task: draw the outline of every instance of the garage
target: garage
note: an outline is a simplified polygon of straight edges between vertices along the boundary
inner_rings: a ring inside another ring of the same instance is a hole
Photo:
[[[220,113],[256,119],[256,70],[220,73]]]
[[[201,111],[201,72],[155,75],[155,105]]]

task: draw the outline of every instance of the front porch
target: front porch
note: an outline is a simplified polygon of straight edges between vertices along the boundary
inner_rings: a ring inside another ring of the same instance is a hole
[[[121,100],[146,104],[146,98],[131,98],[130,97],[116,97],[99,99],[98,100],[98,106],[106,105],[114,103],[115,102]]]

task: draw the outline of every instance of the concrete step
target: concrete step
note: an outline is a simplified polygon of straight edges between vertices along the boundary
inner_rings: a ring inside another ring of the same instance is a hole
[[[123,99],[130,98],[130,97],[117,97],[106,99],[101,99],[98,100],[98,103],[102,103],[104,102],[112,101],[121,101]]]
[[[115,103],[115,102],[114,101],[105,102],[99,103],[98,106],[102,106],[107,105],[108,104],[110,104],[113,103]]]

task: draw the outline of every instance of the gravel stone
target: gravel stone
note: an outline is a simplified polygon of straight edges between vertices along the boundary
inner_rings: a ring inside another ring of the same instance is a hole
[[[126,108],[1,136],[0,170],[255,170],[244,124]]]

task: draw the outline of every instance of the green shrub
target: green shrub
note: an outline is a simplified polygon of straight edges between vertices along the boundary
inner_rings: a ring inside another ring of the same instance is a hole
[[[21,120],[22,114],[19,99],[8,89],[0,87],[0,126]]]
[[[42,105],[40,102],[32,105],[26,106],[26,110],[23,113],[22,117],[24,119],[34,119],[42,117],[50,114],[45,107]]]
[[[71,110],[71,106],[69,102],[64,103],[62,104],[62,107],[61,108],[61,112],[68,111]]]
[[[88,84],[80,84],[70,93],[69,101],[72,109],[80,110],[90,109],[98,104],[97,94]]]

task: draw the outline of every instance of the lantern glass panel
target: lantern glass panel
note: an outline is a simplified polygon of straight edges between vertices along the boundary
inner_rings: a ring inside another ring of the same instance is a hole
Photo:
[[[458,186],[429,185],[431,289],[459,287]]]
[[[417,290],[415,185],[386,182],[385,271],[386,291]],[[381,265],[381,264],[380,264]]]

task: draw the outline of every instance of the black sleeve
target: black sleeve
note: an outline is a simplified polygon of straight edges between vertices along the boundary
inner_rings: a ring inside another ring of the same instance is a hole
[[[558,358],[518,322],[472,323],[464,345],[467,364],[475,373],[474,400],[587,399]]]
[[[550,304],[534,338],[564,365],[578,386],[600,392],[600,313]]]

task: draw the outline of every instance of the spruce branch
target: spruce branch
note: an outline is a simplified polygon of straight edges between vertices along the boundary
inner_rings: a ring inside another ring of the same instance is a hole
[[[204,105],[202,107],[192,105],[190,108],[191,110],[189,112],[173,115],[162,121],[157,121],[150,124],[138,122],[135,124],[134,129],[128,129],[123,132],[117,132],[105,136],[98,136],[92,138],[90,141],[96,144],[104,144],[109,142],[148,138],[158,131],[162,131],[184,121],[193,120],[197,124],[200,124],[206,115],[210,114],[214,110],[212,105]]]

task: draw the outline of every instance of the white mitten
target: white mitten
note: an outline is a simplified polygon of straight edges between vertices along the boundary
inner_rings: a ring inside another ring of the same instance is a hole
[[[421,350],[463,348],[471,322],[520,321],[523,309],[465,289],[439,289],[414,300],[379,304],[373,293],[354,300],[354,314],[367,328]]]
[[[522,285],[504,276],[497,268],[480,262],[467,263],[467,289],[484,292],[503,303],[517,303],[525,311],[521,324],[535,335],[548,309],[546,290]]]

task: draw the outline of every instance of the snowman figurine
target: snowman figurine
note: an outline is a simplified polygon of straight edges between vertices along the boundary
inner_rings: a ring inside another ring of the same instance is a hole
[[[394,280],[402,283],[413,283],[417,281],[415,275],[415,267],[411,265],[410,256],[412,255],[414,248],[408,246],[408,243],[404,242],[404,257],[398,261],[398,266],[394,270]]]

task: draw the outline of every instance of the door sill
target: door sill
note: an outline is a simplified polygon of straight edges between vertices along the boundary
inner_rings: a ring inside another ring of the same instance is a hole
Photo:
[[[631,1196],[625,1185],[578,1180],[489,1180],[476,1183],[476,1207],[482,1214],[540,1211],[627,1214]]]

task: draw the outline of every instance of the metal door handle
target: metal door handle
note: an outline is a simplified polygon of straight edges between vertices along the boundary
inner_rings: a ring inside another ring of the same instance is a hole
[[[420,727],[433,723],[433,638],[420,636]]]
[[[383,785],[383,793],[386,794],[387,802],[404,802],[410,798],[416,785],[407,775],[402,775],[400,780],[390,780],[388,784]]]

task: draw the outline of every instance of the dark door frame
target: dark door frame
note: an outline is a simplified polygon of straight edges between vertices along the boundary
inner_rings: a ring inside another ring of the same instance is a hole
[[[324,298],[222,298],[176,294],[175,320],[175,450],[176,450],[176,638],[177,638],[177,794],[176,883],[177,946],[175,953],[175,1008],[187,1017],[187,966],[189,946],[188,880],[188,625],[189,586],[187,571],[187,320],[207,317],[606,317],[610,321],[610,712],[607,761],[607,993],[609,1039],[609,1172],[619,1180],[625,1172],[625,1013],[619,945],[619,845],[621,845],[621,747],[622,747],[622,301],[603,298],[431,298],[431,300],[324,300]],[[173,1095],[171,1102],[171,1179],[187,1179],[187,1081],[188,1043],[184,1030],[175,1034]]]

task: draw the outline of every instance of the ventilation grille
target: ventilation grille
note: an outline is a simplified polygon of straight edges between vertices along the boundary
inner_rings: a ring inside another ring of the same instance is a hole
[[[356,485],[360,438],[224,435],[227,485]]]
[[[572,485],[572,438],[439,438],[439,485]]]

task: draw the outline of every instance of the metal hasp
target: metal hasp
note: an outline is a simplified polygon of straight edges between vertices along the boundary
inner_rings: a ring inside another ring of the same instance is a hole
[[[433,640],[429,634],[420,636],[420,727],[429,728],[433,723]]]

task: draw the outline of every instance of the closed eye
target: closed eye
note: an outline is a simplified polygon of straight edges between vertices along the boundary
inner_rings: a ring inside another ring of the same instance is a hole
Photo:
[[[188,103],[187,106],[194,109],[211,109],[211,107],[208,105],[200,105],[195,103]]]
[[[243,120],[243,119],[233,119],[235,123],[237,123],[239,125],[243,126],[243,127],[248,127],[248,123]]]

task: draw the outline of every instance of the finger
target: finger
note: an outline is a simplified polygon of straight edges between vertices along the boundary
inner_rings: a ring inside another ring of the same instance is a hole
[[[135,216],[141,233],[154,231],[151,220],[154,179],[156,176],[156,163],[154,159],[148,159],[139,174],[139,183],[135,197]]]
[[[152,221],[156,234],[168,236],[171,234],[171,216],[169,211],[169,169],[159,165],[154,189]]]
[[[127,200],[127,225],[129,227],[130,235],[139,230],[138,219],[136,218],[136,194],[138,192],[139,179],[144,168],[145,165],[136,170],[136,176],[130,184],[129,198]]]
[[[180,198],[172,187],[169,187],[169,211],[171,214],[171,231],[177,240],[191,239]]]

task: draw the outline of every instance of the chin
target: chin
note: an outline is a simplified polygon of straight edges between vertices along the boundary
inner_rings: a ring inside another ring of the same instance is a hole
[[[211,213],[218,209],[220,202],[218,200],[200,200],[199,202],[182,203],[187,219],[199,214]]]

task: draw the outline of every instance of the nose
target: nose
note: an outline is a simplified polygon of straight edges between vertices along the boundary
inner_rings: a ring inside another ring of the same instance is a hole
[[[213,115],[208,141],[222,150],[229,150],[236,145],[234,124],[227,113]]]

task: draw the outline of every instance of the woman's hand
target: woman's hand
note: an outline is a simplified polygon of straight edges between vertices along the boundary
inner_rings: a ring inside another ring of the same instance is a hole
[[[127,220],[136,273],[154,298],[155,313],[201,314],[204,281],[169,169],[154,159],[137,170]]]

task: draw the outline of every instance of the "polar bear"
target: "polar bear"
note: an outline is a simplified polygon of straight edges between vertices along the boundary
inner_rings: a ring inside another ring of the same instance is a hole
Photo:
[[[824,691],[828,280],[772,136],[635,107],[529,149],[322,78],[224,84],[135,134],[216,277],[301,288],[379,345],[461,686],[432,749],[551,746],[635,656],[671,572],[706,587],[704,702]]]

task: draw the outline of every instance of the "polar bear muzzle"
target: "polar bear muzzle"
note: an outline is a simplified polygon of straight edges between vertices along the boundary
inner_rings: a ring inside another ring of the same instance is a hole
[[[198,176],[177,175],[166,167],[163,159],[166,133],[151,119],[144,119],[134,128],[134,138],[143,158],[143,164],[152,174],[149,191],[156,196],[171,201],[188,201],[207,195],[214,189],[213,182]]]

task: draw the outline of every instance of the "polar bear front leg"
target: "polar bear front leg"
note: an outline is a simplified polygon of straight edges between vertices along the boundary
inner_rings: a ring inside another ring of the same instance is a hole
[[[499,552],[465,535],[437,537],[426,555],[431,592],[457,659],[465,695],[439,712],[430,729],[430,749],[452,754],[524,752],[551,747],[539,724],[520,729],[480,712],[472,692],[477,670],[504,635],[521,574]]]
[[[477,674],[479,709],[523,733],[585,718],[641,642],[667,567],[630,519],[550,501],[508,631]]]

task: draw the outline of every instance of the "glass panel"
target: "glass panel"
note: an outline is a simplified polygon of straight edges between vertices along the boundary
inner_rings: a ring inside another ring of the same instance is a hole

Aim. Please revise everything from the start of the entries down to the line containing "[[[201,111],[201,72],[155,75],[155,105]]]" by putting "carport" wherever "garage" appears, leaving the rest unchanged. Return only those lines.

Result.
task: draw the outline of every instance of the carport
target: carport
note: an outline is a simplified polygon of straight edges between vertices along the boundary
inner_rings: a ring inside another ring of the same instance is a hole
Photo:
[[[220,113],[256,119],[256,70],[220,73]]]
[[[201,111],[201,72],[155,75],[155,105]]]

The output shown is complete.